Martin Luther King di fronte a Gaza
«Non posso starmene con le mani in mano ad Atlanta, senza curarmi di quel che succede a Birmingham. L’ingiustizia che si verifica in un luogo minaccia la giustizia ovunque…»
Il 16 aprile del 1963, il pastore battista Martin Luther King si trovava a Birmingham, in Alabama, per protestare contro la segregazione razziale che ancora vigeva nella città, nonostante le sentenze dei tribunali e le timide leggi che avrebbero dovuto vietarla.
Poche ore dopo essere entrato in città, King fu arrestato con la generica motivazione che la sua presenza avrebbe potuto causare disordini. La tesi fu avvalorata da alcuni pastori bianchi che in una lettera aperta accusarono il loro collega di essere un agitatore, andato a Birmingham per provocare inutili disordini in una città nella quale, secondo loro, vigeva una serena convivenza multirazziale. Con qualche citazione evangelica che difendeva il principio teologico del rispetto delle autorità e il valore dell’ordine pubblico, l’invito rivolto a King era a tornarsene al più presto ad Atlanta.

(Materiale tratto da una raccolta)
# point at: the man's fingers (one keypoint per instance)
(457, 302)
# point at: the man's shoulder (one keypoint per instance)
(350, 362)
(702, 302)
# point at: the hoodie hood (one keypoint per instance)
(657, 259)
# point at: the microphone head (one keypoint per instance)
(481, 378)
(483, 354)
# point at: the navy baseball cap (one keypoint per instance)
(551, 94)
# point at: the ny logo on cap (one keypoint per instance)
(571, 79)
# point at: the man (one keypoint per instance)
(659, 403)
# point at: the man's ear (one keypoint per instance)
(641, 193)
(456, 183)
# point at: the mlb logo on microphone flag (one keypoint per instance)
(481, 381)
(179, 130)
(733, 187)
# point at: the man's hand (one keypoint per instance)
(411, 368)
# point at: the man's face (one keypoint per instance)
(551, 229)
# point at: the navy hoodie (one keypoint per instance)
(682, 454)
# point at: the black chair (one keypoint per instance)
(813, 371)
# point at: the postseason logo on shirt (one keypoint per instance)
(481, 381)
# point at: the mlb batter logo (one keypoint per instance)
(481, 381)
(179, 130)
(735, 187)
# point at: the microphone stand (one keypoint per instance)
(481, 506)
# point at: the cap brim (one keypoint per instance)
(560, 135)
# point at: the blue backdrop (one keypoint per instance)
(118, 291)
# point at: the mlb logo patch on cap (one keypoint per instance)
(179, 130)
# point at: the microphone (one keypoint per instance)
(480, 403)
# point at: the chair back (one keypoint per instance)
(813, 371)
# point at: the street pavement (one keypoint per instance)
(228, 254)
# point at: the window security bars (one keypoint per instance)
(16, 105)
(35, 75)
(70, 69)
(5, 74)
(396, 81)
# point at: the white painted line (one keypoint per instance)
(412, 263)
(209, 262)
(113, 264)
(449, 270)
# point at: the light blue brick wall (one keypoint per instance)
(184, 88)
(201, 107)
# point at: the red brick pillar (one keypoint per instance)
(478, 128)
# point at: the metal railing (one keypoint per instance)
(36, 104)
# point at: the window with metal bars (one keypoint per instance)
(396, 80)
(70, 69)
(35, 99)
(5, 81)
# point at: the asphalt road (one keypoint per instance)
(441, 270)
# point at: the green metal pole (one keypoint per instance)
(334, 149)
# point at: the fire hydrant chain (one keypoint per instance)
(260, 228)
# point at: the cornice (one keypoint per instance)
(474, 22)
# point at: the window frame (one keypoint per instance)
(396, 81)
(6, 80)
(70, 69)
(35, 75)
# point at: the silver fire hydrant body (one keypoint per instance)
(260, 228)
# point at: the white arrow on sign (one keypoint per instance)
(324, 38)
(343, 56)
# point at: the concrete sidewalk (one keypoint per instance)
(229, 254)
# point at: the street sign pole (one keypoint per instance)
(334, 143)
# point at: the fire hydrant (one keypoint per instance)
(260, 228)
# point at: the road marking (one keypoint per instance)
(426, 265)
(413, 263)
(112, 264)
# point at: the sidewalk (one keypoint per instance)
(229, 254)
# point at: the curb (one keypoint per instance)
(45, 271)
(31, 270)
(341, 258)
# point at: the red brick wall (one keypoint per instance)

(ATTIVITÀ RICHIESTE):
**A)** Nel brano su Martin Luther King a Birmingham, con quale motivazione venne arrestato King poche ore dopo il suo arrivo in città?
**B)** Riprenda il brano su Martin Luther King a Birmingham, proseguendolo dopo l'ultima frase riportata.

(RISULTATI FINALI):
**A)** Con la generica motivazione che la sua presenza avrebbe potuto causare disordini.

**B)**
King fu molto amareggiato di questa lettera che veniva da colleghi che come lui, ogni domenica mattina, salivano sul pulpito di una chiesa per predicare l’evangelo della grazia, della libertà e della giustizia. Sdegnato, chiese una penna e della carta per rispondere ai suoi critici ma le autorità del carcere non gli diedero né l’una né l’altra. Prese allora della carta igienica e con la punta di una matita fortunosamente recuperata in cella, scrisse un testo fondamentale per la storia della nonviolenza: la lettera dal carcere di Birmingham.
«Non posso starmene con le mani in mano ad Atlanta, senza curarmi di quel che succede a Birmingham – scrisse –. L’ingiustizia che si verifica in un luogo minaccia la giustizia ovunque…
Voi deplorate le manifestazioni che hanno luogo a Birmingham. Ma mi duole dire che la vostra dichiarazione non esprime analoga preoccupazione per le situazioni che hanno provocato le manifestazioni… È deplorevole che a Birmingham abbiano luogo le manifestazioni, ma è ancor più deplorevole che in questa città la struttura di potere dei bianchi non abbia lasciato alla comunità nera nessun’altra scelta… Perché optare per l’azione diretta? Perché i sit-in, i cortei e così via? Non è forse meglio percorrere la via del negoziato? L’azione diretta nonviolenta cerca di creare una crisi così acuta, da suscitare una tensione così insopportabile, da costringere una comunità, che si è sempre rifiutata di trattare, ad affrontare la situazione. L’azione diretta nonviolenta cerca di accentuare gli aspetti drammatici del problema in modo tale che non si possa più ignorarlo… Sappiamo per dolorosa esperienza che l’oppressore non concede mai la libertà per decisione spontanea: sono gli oppressi che devono esigere di ottenerla… Da anni sento dire la parola “Aspettate!”, che risuona all’orecchio di ogni nero con stridente familiarità. Questo “Aspettate” significa quasi sempre “Mai”».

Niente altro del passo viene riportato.